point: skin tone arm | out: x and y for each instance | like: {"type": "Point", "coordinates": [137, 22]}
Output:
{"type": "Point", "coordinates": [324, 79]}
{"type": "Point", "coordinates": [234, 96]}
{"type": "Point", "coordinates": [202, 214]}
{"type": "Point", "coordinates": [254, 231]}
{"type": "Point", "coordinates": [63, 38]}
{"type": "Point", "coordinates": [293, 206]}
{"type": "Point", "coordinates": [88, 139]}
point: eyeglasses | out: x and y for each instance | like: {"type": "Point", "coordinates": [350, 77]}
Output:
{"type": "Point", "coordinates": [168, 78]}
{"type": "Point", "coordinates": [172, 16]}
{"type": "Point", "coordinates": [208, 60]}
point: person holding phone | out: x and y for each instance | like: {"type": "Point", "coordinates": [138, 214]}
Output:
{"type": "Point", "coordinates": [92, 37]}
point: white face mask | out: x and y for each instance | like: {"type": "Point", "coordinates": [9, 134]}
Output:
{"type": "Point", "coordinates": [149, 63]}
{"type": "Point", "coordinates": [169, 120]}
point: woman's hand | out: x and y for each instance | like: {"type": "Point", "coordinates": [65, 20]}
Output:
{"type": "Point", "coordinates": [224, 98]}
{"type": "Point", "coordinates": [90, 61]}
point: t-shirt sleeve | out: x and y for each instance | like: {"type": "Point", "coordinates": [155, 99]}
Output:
________________________________________
The exercise: Reproduce all of the lines above, including each request line, but shift every coordinate in the answer points by adding 119 to it. Leave the coordinates in the requests and their format samples unchanged.

Response below:
point: skin tone arm | out: x and y for each instance | like: {"type": "Point", "coordinates": [137, 22]}
Output:
{"type": "Point", "coordinates": [443, 198]}
{"type": "Point", "coordinates": [353, 215]}
{"type": "Point", "coordinates": [321, 333]}
{"type": "Point", "coordinates": [373, 350]}
{"type": "Point", "coordinates": [182, 157]}
{"type": "Point", "coordinates": [412, 325]}
{"type": "Point", "coordinates": [207, 258]}
point: eyeglasses | out: x and y for each instance | like: {"type": "Point", "coordinates": [350, 77]}
Output:
{"type": "Point", "coordinates": [287, 197]}
{"type": "Point", "coordinates": [291, 135]}
{"type": "Point", "coordinates": [327, 179]}
point: person holding phone | out: x and y for each instance | like: {"type": "Point", "coordinates": [138, 214]}
Output:
{"type": "Point", "coordinates": [211, 156]}
point: white face mask | out: x and y for each instance | like: {"type": "Point", "coordinates": [9, 134]}
Output:
{"type": "Point", "coordinates": [268, 182]}
{"type": "Point", "coordinates": [288, 239]}
point: woman's hand | out: x and y for each instance | like: {"type": "Point", "coordinates": [65, 20]}
Output:
{"type": "Point", "coordinates": [343, 217]}
{"type": "Point", "coordinates": [209, 180]}
point: t-shirt sleeve | out: x and y for each instance | like: {"type": "Point", "coordinates": [155, 99]}
Output:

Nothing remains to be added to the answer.